| SHORT TASK |
Copy the material below word for word, line by line, and leave out the pictures.

| ENTRIES PROVIDED |
** Start **

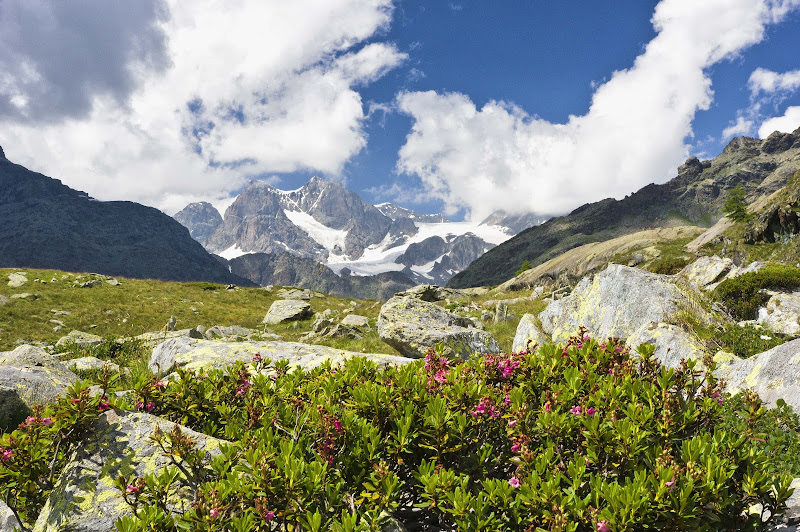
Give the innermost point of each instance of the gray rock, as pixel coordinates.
(413, 326)
(205, 354)
(8, 521)
(79, 338)
(29, 376)
(671, 342)
(15, 280)
(782, 313)
(287, 310)
(773, 374)
(85, 498)
(89, 363)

** End **

| PROBLEM SOLUTION |
Give the innermost point of each instance of the gray rock, as pixel coordinates.
(413, 326)
(205, 354)
(8, 521)
(79, 338)
(29, 376)
(671, 342)
(15, 280)
(782, 313)
(287, 310)
(773, 374)
(85, 498)
(89, 363)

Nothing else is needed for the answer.